Instructions for the task:
Please format all the records below as a numbered list, leaving out any blank lines.

Data provided:
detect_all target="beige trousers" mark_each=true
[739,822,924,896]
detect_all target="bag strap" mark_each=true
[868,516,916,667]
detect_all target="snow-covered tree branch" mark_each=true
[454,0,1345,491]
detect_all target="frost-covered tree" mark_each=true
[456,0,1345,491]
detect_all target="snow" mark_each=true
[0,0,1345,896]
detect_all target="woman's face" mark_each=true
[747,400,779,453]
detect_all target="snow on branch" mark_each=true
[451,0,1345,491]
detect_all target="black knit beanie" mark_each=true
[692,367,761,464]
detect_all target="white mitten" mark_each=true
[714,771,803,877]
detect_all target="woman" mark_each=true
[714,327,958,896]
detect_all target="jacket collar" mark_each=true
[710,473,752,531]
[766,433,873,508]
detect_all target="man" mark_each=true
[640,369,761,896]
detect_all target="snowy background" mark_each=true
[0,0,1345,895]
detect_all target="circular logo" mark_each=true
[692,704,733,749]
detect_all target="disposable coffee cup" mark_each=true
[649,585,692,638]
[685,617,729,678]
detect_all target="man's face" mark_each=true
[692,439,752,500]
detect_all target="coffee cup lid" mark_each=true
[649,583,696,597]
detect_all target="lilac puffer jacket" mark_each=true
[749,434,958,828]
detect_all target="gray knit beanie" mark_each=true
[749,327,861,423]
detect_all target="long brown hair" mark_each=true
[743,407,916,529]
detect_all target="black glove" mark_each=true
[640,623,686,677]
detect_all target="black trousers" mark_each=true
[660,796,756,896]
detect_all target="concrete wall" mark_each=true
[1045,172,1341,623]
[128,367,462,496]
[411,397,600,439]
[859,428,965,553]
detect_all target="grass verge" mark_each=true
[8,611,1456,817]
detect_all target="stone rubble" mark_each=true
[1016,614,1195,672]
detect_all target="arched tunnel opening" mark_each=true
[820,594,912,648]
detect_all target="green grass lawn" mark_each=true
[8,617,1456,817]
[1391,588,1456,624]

Task solution:
1. detect_all target="beige trousers" mark_each=true
2. [739,822,924,896]
3. detect_all target="bag strap" mark_each=true
4. [868,516,916,667]
5. detect_all target="snow-covered tree branch" mark_each=true
6. [454,0,1345,491]
7. detect_all target="frost-covered tree" mark_each=true
8. [456,0,1345,491]
9. detect_all target="snow" mark_each=true
10. [0,0,1345,896]
11. detect_all target="woman's face" mark_each=true
12. [747,400,779,453]
13. detect_all target="snow on branch" mark_each=true
14. [451,0,1345,491]
15. detect_all target="black knit beanie" mark_each=true
16. [692,367,761,464]
17. detect_all target="white mitten" mark_each=true
18. [714,771,803,877]
19. detect_all target="woman" mark_each=true
20. [714,327,958,896]
21. detect_all target="jacket collar" mark_each=true
22. [710,473,752,531]
23. [766,433,873,508]
24. detect_all target="man" mark_each=true
25. [640,369,761,896]
26. detect_all target="snowy background" mark_each=true
27. [0,0,1345,895]
28. detect_all target="circular logo" mark_each=true
29. [692,704,733,749]
30. detect_all target="disposable coffee cup" mark_each=true
31. [649,585,692,638]
32. [685,617,729,678]
33. detect_all target="man's face" mark_each=true
34. [692,439,752,500]
35. detect_all target="coffee cup lid" mark_each=true
36. [649,583,696,597]
37. detect_all target="lilac puffer jacket" mark_each=true
38. [749,434,958,828]
39. detect_all target="gray knit beanie" mark_each=true
40. [749,327,861,423]
41. detect_all target="long brown hair" mark_each=true
42. [743,407,916,529]
43. detect_all target="black glove" mark_each=true
44. [640,623,686,677]
45. detect_all target="black trousers" mark_each=true
46. [660,796,756,896]
47. detect_all target="concrete wall" mark_each=true
48. [1045,172,1341,623]
49. [128,367,462,496]
50. [411,397,600,439]
51. [859,428,965,553]
52. detect_all target="grass verge" mark_each=true
53. [8,611,1456,817]
54. detect_all target="stone rubble" mark_each=true
55. [1016,614,1195,672]
56. detect_all target="arched tunnel opening" mark_each=true
57. [820,594,912,648]
58. detect_all target="green grass lawn" mark_each=true
59. [8,617,1456,817]
60. [1391,588,1456,624]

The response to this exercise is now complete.